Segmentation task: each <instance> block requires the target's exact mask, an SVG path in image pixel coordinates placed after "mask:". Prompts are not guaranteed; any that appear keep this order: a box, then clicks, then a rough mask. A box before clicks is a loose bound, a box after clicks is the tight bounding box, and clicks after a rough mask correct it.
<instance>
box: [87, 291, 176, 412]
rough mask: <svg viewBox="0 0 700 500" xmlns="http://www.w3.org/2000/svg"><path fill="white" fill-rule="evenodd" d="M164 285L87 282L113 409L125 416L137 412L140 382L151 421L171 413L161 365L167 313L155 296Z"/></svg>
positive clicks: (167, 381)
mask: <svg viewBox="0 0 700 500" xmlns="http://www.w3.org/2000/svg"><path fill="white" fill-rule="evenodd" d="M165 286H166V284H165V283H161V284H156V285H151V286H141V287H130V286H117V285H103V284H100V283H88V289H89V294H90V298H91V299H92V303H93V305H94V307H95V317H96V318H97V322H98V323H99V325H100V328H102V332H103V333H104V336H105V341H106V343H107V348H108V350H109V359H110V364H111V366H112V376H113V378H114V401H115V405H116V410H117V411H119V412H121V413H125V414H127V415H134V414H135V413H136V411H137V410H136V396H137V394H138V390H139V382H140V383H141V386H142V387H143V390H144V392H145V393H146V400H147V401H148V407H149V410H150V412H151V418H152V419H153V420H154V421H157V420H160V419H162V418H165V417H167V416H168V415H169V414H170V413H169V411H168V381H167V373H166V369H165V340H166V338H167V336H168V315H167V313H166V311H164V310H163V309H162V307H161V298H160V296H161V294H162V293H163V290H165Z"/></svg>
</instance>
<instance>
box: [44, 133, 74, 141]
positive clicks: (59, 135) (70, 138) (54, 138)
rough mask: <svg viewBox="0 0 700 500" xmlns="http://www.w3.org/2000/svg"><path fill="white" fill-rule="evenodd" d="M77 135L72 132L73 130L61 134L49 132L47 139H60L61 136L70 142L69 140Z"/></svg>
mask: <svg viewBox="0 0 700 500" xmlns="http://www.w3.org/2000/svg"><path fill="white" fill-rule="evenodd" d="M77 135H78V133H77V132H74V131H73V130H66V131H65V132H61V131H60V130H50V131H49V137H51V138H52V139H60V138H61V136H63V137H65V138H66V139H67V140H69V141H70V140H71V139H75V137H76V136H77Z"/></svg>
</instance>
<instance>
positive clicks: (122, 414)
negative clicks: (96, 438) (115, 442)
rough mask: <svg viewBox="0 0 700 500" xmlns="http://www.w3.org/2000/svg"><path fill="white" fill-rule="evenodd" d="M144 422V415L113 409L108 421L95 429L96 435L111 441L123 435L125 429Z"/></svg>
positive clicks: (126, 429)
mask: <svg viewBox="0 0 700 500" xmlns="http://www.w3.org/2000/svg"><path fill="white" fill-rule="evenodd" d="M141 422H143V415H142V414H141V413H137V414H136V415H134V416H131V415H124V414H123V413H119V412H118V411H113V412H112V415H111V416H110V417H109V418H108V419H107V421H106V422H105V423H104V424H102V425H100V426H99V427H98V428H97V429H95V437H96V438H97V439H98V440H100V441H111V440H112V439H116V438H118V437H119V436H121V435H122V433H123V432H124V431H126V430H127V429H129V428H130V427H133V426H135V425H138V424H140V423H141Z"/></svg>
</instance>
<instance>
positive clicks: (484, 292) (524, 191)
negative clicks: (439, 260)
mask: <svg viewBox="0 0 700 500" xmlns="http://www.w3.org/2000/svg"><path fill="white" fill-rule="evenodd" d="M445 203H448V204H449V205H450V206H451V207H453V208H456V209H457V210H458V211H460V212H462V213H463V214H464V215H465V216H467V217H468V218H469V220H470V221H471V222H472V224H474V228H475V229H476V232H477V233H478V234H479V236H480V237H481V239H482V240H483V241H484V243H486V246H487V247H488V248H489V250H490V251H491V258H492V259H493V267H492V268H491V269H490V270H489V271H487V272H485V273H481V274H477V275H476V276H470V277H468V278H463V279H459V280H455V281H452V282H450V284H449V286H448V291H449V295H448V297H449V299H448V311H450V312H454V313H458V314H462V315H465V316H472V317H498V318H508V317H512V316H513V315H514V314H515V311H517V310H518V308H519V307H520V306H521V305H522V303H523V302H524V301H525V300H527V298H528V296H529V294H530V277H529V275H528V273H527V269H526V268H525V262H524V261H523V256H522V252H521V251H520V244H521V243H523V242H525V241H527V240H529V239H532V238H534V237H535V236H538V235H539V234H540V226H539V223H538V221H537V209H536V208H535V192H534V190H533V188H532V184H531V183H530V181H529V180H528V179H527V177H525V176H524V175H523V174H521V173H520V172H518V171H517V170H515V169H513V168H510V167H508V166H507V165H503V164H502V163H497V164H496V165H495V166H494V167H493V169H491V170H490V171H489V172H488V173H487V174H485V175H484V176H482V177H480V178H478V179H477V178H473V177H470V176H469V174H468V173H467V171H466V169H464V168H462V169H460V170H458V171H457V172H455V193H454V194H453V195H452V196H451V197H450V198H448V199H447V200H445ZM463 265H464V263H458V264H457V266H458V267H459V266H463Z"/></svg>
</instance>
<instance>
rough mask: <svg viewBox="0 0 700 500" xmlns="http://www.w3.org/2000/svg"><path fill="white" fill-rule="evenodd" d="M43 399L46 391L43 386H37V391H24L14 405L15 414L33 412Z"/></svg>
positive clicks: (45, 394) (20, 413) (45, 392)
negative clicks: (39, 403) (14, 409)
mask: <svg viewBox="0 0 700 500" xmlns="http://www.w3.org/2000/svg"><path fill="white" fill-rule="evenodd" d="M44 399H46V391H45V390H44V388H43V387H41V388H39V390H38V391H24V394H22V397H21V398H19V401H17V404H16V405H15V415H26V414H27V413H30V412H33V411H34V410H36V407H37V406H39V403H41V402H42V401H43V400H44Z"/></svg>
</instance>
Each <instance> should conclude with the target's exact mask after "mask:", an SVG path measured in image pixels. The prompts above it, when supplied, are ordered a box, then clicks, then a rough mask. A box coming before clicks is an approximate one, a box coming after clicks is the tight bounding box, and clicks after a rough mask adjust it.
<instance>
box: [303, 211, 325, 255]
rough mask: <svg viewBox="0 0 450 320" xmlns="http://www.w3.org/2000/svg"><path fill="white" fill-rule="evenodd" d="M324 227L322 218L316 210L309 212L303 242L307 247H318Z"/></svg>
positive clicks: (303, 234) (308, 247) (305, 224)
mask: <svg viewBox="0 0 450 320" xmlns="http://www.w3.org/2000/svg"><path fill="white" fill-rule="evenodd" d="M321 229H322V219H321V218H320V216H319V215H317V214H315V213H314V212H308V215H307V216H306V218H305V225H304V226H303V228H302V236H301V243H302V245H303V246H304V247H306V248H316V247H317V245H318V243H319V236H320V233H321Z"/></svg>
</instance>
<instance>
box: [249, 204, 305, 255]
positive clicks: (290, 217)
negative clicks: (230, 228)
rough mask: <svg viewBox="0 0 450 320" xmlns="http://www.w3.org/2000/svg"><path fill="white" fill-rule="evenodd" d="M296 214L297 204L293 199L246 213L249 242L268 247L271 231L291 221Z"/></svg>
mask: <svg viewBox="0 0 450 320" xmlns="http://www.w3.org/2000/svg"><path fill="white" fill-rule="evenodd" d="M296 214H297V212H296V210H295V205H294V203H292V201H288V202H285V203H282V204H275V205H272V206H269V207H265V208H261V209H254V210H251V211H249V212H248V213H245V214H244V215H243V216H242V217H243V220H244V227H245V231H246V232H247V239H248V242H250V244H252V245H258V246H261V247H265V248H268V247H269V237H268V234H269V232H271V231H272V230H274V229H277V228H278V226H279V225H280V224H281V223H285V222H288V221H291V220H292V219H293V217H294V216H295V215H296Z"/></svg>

☆ ☆ ☆

### ACTIVITY
Give everything from the start of the material down to and including the line that contains "box: [87, 291, 176, 412]" as a JSON list of strings, one string per line, with blank lines left out.

### EXERCISE OUTPUT
[
  "Segmentation task: each <instance> block requires the target's exact mask, an SVG path in image pixel coordinates placed after \"mask:\". Prompts are not guaranteed; any that appear keep this order: a box, then clicks, then a rough mask. A box before clicks is a loose bound, a box after clicks is the tight bounding box, and clicks after a rough mask correct it.",
  "<instance>",
  "box: [87, 291, 176, 412]"
]